━━━━━ DATASET CONTENT ━━━━━
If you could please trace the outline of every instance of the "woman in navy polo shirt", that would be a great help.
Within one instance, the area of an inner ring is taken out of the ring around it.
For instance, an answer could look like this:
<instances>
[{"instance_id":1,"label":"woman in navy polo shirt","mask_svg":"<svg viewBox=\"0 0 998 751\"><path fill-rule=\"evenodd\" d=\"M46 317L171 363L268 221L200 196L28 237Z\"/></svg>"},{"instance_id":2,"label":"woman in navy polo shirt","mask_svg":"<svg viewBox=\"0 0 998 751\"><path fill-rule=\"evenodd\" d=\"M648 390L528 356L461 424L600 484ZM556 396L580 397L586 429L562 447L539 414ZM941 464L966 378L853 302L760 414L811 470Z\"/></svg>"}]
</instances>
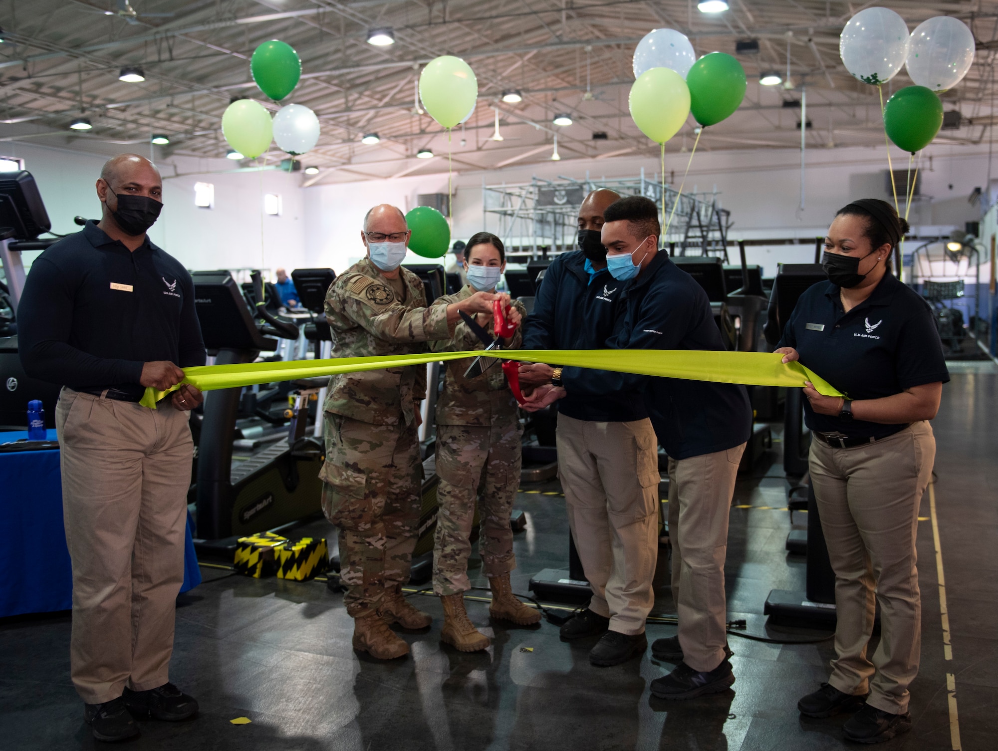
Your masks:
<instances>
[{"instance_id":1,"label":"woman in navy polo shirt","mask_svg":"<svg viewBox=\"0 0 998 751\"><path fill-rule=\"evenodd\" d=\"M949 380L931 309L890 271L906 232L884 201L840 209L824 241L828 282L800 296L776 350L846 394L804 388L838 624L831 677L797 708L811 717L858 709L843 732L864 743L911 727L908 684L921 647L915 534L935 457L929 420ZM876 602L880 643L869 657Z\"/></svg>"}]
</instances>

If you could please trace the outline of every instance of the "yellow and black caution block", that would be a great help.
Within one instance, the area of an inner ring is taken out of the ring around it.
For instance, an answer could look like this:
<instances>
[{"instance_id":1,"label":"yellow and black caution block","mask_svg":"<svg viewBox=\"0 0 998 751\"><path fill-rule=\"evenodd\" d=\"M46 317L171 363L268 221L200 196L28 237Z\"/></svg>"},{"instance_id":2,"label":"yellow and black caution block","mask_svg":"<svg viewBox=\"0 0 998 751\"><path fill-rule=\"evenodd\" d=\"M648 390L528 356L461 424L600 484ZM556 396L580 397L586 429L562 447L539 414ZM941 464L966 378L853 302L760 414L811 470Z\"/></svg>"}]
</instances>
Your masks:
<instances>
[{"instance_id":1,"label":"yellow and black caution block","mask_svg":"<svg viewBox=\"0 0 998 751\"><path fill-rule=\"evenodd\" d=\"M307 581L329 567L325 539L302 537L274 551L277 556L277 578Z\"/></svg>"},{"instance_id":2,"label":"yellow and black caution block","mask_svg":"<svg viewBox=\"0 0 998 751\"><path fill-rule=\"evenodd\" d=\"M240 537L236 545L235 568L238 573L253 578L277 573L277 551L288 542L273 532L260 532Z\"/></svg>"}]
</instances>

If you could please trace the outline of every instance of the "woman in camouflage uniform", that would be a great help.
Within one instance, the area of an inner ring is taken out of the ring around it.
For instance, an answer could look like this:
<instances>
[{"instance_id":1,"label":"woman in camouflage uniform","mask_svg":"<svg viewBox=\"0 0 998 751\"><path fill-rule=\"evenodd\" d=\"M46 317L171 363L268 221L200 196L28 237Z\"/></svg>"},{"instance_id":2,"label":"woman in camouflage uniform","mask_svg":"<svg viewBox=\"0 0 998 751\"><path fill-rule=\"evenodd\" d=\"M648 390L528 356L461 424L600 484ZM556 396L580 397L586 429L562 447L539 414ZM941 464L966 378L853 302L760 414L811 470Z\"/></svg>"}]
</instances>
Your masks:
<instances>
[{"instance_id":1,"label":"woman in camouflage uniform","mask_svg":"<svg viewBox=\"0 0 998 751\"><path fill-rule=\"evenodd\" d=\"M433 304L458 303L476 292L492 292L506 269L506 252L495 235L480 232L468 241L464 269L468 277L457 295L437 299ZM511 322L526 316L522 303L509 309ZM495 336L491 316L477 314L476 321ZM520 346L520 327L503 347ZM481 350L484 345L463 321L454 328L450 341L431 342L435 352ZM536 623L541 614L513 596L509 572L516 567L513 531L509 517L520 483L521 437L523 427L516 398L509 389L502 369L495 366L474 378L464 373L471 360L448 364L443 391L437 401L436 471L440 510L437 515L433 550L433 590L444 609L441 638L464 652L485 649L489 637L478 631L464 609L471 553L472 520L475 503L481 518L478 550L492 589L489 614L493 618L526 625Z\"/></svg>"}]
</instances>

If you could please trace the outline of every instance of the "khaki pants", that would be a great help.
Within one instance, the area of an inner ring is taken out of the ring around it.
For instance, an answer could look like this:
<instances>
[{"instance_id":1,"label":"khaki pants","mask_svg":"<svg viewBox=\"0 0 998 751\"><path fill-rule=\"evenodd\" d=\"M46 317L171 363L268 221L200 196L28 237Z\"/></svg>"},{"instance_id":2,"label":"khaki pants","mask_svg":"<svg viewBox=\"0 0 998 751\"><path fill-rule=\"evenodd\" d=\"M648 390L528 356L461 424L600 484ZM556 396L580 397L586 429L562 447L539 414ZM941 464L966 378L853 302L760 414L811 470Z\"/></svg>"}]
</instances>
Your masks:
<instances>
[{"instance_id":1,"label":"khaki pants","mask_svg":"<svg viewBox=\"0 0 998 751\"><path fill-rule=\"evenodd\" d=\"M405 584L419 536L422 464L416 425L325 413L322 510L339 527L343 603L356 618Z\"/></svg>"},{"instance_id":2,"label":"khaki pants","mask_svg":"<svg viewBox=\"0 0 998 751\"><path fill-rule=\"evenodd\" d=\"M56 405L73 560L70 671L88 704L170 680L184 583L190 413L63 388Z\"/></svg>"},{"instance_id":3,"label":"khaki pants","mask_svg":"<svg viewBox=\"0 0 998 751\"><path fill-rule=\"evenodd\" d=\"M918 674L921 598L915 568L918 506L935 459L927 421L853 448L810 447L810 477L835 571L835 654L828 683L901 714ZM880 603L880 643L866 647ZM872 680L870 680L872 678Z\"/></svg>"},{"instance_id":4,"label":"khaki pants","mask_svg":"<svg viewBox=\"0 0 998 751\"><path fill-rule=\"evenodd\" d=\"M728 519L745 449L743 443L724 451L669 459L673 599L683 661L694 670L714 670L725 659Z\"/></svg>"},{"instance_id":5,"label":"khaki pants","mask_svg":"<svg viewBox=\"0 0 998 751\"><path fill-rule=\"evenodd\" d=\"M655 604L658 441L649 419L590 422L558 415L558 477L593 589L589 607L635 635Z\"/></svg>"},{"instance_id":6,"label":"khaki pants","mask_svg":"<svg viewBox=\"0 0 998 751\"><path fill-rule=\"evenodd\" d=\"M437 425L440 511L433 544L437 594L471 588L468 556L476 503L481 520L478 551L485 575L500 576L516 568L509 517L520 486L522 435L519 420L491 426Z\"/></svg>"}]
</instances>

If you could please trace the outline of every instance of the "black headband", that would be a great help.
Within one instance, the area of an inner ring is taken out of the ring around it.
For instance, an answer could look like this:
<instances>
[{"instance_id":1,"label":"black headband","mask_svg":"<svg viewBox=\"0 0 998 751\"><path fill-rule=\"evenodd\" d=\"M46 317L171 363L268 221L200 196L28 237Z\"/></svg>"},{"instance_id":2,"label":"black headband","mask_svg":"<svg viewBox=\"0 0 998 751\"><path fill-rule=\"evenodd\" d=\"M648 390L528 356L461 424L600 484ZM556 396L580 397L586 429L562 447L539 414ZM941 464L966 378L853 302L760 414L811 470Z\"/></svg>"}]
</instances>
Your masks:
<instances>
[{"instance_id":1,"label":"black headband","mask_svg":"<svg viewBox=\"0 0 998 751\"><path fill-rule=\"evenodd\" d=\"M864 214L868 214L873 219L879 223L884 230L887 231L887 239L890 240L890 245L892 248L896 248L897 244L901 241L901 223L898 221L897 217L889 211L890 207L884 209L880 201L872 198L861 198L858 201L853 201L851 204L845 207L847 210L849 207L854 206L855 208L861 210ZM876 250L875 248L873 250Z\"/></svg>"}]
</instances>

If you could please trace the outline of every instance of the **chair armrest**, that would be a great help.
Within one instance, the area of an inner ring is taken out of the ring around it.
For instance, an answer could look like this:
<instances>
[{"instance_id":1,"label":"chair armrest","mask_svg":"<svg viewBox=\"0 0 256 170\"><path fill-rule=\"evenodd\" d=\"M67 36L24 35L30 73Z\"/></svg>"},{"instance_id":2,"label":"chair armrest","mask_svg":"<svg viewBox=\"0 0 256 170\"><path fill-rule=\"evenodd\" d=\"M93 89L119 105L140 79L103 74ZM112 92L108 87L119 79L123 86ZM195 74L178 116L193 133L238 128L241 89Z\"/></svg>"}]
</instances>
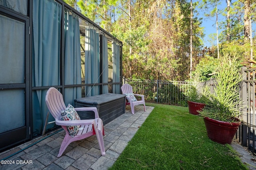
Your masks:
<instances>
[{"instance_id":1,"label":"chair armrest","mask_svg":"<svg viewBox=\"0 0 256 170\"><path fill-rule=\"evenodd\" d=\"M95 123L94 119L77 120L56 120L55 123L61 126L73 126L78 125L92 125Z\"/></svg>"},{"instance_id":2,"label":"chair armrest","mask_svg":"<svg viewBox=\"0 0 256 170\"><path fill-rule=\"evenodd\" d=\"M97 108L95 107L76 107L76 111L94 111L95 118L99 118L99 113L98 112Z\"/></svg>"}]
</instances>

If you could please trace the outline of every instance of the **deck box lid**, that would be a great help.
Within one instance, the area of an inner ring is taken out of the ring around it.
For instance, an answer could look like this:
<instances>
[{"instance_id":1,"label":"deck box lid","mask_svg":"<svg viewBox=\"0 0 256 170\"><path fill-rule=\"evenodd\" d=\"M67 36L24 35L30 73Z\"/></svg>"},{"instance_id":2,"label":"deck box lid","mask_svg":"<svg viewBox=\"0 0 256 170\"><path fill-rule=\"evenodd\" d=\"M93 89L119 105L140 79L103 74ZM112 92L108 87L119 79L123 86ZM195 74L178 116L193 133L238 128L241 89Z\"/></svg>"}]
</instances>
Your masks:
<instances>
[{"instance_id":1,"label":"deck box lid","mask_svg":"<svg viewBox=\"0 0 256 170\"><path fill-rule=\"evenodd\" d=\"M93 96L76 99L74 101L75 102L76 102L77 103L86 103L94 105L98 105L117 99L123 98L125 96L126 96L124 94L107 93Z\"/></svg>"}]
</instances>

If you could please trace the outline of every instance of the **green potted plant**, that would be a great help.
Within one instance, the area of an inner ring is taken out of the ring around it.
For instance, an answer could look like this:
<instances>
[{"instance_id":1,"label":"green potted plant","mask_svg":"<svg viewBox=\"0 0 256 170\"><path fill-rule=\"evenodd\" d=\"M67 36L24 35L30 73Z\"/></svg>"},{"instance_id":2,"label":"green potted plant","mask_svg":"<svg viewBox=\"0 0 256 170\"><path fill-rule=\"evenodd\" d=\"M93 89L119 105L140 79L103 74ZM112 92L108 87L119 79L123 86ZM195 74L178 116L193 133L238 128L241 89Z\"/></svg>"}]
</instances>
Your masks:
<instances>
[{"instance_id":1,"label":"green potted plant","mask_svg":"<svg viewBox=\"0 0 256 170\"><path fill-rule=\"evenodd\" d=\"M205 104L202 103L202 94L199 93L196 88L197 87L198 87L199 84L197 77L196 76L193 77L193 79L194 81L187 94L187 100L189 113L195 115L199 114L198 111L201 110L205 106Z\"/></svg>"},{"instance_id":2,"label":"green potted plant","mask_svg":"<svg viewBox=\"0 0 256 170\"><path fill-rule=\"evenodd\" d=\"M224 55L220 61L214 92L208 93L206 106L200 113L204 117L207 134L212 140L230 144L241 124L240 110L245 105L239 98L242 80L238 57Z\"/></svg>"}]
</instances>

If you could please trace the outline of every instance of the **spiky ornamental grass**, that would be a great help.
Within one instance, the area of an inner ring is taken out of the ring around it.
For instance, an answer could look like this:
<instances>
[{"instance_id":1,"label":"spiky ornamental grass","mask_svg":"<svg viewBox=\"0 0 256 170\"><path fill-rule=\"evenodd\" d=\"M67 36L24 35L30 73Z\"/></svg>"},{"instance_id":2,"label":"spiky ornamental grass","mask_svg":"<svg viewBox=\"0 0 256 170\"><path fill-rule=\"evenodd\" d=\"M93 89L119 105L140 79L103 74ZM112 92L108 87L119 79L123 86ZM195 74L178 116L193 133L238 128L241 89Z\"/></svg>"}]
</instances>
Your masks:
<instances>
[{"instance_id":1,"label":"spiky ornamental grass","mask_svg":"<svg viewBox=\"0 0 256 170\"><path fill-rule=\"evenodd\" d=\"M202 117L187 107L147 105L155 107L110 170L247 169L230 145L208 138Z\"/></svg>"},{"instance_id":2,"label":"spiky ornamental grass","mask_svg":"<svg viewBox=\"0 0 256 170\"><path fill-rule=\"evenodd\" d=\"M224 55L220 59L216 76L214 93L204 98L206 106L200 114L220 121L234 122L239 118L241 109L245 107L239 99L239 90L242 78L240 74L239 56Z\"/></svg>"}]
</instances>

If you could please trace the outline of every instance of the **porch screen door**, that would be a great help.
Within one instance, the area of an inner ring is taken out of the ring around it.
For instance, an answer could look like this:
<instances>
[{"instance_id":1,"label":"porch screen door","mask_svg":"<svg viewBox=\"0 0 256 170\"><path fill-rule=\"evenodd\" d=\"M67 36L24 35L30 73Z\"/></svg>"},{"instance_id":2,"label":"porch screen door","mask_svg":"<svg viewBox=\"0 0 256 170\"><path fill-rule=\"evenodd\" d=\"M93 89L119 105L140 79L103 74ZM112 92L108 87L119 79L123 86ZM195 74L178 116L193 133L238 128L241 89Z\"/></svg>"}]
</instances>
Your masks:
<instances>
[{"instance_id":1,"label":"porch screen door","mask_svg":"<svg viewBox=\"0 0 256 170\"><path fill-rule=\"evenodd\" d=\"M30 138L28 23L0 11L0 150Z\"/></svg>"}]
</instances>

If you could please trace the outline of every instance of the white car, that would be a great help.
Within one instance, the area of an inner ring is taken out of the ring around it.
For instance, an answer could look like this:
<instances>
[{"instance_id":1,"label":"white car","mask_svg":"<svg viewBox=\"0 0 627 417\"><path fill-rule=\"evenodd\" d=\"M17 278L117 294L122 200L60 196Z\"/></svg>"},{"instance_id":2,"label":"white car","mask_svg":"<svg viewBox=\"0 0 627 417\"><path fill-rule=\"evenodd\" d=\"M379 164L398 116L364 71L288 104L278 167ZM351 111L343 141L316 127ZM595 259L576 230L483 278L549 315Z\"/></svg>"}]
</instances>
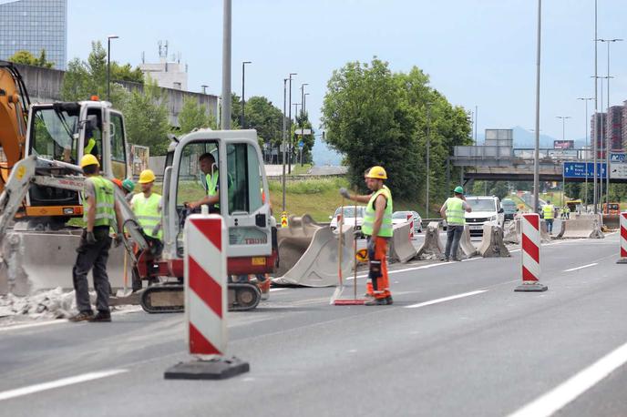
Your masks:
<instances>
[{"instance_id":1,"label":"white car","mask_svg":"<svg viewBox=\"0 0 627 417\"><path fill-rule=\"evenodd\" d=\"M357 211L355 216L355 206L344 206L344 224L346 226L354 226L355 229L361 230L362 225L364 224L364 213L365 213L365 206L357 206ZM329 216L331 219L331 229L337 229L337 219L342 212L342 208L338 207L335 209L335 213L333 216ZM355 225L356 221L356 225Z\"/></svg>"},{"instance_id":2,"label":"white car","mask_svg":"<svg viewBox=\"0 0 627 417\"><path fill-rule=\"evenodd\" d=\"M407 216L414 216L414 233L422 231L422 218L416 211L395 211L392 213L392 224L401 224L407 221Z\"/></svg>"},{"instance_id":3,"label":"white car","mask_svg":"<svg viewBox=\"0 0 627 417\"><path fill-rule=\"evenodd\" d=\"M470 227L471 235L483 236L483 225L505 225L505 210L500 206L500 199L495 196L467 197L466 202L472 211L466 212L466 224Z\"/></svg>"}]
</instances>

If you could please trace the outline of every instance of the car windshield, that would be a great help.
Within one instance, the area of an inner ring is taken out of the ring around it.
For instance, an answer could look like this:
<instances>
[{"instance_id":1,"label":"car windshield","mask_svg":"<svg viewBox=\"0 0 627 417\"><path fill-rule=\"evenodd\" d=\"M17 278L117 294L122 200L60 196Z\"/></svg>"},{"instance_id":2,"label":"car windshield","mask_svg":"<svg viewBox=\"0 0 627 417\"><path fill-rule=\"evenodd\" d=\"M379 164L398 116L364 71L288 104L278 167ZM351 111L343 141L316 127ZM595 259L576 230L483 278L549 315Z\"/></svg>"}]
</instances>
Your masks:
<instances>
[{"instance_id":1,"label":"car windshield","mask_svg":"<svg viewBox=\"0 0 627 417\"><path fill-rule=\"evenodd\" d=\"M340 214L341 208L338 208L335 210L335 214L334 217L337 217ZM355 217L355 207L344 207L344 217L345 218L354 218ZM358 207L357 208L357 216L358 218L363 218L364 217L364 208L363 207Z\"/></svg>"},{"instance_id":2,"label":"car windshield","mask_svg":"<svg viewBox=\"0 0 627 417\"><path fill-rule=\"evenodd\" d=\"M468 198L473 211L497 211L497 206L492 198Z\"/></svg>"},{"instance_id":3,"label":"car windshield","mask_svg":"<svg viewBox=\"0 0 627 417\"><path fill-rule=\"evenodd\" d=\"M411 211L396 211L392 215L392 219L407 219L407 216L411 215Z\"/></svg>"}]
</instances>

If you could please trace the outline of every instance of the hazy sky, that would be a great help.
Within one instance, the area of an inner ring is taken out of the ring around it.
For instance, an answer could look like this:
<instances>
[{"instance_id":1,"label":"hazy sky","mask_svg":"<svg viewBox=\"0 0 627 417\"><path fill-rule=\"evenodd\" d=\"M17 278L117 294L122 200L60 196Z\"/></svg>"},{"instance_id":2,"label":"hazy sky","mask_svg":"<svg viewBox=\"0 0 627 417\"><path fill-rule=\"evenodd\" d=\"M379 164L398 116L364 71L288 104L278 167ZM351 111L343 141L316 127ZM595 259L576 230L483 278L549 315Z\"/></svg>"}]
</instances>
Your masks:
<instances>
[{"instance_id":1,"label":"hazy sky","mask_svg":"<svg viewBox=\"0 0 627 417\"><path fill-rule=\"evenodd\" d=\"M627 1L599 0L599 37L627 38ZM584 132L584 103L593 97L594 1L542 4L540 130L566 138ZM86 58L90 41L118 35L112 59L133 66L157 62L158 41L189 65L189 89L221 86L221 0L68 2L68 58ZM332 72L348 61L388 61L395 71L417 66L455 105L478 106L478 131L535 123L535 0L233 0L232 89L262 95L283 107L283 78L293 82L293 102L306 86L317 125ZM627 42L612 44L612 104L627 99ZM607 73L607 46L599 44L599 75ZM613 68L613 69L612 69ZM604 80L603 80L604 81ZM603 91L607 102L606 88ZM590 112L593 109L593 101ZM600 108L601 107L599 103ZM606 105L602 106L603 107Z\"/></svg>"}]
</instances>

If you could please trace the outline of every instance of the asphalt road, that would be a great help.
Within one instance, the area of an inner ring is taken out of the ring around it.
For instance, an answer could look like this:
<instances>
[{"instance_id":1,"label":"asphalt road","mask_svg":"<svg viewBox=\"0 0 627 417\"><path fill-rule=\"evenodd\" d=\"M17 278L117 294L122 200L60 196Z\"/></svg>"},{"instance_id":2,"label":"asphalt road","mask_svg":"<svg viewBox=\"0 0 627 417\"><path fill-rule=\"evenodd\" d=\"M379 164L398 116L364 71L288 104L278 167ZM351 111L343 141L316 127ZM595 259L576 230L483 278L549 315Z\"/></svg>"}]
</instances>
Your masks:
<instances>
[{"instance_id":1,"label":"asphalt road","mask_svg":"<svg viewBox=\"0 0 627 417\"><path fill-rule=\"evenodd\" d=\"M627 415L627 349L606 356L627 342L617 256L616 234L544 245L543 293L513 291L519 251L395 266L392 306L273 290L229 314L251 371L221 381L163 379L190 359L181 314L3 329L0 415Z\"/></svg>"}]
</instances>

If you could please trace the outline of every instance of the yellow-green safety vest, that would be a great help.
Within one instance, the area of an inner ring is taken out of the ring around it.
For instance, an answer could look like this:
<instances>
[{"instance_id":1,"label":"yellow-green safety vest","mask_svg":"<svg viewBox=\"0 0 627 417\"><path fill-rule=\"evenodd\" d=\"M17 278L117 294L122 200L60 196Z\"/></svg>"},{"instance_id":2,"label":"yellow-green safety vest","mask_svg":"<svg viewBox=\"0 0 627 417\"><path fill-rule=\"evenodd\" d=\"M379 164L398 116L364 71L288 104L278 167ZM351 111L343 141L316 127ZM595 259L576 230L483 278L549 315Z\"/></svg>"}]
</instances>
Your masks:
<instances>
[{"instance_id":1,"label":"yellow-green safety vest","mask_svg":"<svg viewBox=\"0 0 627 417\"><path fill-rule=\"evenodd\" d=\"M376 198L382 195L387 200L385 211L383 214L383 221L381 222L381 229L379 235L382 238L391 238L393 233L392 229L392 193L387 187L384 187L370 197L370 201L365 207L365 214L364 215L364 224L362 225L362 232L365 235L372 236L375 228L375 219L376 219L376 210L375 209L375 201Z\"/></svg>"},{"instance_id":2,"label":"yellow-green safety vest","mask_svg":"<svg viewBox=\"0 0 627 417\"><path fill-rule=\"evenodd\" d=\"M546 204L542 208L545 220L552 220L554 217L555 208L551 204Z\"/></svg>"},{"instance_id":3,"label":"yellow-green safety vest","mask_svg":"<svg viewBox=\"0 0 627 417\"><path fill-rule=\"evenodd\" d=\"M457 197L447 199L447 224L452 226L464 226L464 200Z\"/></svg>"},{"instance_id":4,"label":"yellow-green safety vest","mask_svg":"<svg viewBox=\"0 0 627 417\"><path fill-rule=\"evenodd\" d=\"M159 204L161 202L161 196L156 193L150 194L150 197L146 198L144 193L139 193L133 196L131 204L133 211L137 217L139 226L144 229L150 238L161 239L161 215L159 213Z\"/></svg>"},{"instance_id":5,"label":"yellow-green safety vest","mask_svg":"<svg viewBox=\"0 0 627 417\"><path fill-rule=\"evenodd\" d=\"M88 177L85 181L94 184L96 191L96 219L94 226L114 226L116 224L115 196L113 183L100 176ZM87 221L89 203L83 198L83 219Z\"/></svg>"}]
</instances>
━━━━━
PROMPT: Rewrite the records between the lines holding "car, that would be a great help." and "211L355 216L355 206L344", inclusive, replacing "inner ring" with "inner contour" and leaving everything else unchanged. Leave the pictures out of your answer.

EXPECTED OUTPUT:
If you could please trace the outline of every instance of the white car, that would be a great help.
Within one instance, the area of an inner contour is taken out of the ring around it.
For instance, an answer could look like this:
<instances>
[{"instance_id":1,"label":"white car","mask_svg":"<svg viewBox=\"0 0 627 417\"><path fill-rule=\"evenodd\" d=\"M17 278L117 294L122 200L60 196Z\"/></svg>"},{"instance_id":2,"label":"white car","mask_svg":"<svg viewBox=\"0 0 627 417\"><path fill-rule=\"evenodd\" d=\"M379 164L398 116L364 71L288 104L278 167ZM351 111L343 141L316 127ZM595 259L576 230L483 278L549 315Z\"/></svg>"}]
</instances>
Your masks:
<instances>
[{"instance_id":1,"label":"white car","mask_svg":"<svg viewBox=\"0 0 627 417\"><path fill-rule=\"evenodd\" d=\"M357 211L355 216L355 206L344 206L344 224L346 226L354 226L355 229L361 230L362 225L364 224L364 213L365 213L365 206L357 206ZM329 216L331 219L331 229L337 229L337 219L342 212L342 208L338 207L335 209L335 213L333 216ZM355 225L356 221L356 225Z\"/></svg>"},{"instance_id":2,"label":"white car","mask_svg":"<svg viewBox=\"0 0 627 417\"><path fill-rule=\"evenodd\" d=\"M407 216L414 216L414 233L422 231L422 218L416 211L395 211L392 213L392 224L401 224L407 221Z\"/></svg>"},{"instance_id":3,"label":"white car","mask_svg":"<svg viewBox=\"0 0 627 417\"><path fill-rule=\"evenodd\" d=\"M470 227L471 235L483 236L483 225L505 225L505 210L500 206L500 199L495 196L467 197L466 202L472 211L466 212L466 224Z\"/></svg>"}]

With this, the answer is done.